Exercise set:
[a] Answer these from the DBE guidelines, one answer per line, marked the same way:
(i) What is Wayne Encalarde, Jr.'s job title?
(ii) What does SLDBE stand for?
(iii) According to the DBE guidelines, what were the Disadvantaged Business programs designed to give minority firms?
[b] List every partner that the DBE guidelines name for the City of New Orleans' SLDBE program.
[c] Pick up the DBE guidelines after their final sentence and keep writing.

Reading passage:
-- BEGIN --

DBE Guidelines for New Orleans Small Businesses

Wayne EncalardeSmall Business Growth Manager Wayne Encalarde, Jr., explains why local small businesses should apply for DBE certification, as well as how NOLABA can guide them through the process:

The Disadvantaged Business programs were designed to give minority firms who have been historically and systematically denied access to procurement opportunities and capital a fair opportunity to compete. The various DBE programs are not designed to give smaller firms a competitive advantage, but instead to foster a more equitable and inclusive distribution of public procurement opportunities.

When small businesses apply to become a Disadvantaged Business Enterprise (DBE), they have to understand it’s not a one-certification-fixes-all. It really depends on the procurement source and what certification is required to satisfy the procurement opportunity. For example, the City of New Orleans has the State and Local DBE program (SLDBE), which is a unified program with partners such as the Sewerage and Water Board, Harris Casino, RTA and the Aviation Board. The SLDBE is the most common, and it will satisfy most municipal contracts given by the City agencies.

-- END --

Dataset excerpts:

-- BEGIN --

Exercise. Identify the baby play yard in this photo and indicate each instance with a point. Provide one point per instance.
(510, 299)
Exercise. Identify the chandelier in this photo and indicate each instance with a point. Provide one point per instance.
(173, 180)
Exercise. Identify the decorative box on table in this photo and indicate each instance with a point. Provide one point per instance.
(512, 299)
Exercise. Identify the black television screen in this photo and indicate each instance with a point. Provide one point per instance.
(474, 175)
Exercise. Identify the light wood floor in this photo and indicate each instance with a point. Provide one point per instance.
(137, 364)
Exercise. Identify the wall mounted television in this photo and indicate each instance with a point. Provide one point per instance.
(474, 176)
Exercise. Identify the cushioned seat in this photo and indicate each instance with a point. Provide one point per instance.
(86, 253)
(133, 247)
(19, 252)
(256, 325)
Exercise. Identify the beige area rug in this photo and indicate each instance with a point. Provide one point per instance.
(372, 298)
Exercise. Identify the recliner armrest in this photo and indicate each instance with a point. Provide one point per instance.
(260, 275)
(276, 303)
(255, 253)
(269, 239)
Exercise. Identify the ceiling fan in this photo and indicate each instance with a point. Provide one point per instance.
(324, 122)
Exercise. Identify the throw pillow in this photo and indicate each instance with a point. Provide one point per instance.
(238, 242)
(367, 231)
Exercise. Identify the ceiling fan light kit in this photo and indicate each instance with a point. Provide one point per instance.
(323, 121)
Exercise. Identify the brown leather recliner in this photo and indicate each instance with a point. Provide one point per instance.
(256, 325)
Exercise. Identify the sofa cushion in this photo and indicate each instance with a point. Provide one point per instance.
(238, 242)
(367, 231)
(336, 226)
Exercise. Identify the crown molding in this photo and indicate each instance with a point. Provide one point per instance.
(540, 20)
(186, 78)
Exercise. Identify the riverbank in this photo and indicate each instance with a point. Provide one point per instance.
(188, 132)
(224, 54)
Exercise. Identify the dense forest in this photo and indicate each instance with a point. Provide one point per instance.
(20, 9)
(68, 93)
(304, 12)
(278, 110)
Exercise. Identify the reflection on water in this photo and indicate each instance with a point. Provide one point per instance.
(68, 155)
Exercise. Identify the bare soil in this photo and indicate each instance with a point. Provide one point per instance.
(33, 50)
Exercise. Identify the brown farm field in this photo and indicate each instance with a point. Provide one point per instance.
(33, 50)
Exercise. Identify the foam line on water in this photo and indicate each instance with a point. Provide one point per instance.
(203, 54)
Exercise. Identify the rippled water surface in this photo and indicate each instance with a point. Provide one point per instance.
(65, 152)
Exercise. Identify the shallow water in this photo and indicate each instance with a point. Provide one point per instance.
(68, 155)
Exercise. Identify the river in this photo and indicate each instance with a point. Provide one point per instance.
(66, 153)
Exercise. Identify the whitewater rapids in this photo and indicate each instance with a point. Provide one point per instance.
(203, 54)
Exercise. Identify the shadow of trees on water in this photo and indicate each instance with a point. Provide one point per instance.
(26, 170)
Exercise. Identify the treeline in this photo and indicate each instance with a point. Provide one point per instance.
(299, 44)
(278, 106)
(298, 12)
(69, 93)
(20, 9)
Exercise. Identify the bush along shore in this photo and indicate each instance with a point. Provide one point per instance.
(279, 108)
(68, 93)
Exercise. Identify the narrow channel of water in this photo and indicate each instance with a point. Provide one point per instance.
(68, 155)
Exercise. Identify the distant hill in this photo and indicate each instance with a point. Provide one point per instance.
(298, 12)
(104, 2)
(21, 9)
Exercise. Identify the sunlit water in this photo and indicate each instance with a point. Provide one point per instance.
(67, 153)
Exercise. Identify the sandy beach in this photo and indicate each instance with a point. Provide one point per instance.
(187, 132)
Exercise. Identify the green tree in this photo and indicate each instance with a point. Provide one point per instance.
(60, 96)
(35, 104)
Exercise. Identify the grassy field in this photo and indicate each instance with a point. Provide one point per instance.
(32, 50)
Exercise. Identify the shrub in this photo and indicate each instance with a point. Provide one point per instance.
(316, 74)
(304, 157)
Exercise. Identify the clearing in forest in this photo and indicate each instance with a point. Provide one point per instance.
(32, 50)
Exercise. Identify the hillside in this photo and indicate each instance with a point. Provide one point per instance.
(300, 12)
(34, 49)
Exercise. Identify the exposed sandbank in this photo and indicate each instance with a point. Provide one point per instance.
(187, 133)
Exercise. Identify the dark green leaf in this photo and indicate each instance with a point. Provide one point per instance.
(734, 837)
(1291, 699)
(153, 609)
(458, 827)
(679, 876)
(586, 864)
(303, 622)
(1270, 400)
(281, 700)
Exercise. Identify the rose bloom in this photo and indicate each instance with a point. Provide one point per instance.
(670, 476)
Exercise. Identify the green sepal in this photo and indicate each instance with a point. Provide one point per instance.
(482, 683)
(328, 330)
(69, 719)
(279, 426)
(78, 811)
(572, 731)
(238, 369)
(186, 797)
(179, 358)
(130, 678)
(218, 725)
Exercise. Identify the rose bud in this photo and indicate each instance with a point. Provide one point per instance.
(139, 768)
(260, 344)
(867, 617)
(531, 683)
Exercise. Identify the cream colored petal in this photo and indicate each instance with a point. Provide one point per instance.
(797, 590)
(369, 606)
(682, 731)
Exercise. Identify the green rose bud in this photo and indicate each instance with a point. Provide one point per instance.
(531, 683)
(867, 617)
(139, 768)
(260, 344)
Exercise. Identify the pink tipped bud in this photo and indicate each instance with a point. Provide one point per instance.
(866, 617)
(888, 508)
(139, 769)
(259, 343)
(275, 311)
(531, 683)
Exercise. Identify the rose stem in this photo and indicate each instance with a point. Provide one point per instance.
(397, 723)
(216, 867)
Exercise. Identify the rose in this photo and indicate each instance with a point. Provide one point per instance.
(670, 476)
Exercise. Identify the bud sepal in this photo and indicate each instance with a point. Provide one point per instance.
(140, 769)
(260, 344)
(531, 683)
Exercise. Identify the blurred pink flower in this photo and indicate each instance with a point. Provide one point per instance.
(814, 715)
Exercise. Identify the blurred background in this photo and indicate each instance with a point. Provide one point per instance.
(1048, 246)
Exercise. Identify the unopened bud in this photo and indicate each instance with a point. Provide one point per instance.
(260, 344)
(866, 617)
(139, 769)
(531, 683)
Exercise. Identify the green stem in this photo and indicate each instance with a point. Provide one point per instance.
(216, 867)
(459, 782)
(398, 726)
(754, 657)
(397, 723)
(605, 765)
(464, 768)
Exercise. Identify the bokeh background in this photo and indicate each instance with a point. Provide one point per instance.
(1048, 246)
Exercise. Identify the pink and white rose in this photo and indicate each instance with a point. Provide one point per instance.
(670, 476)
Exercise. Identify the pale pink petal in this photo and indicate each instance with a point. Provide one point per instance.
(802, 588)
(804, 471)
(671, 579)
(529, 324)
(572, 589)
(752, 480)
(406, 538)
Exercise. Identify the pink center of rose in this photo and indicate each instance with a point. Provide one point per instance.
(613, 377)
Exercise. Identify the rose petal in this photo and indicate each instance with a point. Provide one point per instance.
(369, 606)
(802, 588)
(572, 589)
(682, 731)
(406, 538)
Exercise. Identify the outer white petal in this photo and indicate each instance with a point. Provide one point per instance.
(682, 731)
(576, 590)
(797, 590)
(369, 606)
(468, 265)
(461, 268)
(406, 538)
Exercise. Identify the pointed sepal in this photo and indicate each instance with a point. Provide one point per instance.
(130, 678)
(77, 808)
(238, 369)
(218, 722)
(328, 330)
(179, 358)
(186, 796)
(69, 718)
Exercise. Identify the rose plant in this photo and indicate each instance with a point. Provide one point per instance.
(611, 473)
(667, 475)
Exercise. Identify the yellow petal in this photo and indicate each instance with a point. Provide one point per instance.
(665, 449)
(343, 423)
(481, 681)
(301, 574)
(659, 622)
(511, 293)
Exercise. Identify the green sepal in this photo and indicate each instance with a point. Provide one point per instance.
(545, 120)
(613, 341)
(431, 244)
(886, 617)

-- END --

Answers for this exercise:
[a]
(i) Small Business Growth Manager
(ii) State and Local DBE program
(iii) A fair opportunity to compete

[b]
- Sewerage and Water Board
- Harris Casino
- RTA
- Aviation Board

[c]
The Unified Certification Program (LA UCP) comes through the Department of Transportation and Development (DOTD) and is a federal certification for each state. For example, the expansion of Armstrong International Airport is through the City of New Orleans and the Federal Aviation Administration, so the SLDBE does not meet the procurement requirements. Firms wanting to participate and get credit for DBE status must have the LA UCP DBE certification.

Section 3 from Housing Authority of New Orleans (HANO) is another DBE certification program. Their certification is also federal because HANO falls under the U.S. Department of Housing and Urban Development. HANO being a city agency shows reciprocity to the city’s SLDBE program with relation to their procurement opportunities.

Historically Underutilized Business Zones (HUBZone) program, Women-Owned Small Business (WOSB), 8(A) Program, and Veteran Owned Businesses (VOB) are all Federal DBE programs that are certified through the Small Business Administration (SBA). These certifications are for federal contracts issued from the federal government directly through fed.biz.opps. A firm must first have a DUNS number from Duns and Bradstreet in order to create their account on Sam.gov and bid on federal procurement. Once a firm has an active account, it can apply for the DBE certifications through SBA as well as other procurement opportunities.

In conclusion, the kind of DBE certification required for your business will depend on the source of the funding for the procurement opportunity. There are several other certifications that apply specifically to other state and local agencies. NOLABA has a list of these diverse certifying agencies on our website that will provide instructions to apply to each program. And as always, you can contact us if you have any questions.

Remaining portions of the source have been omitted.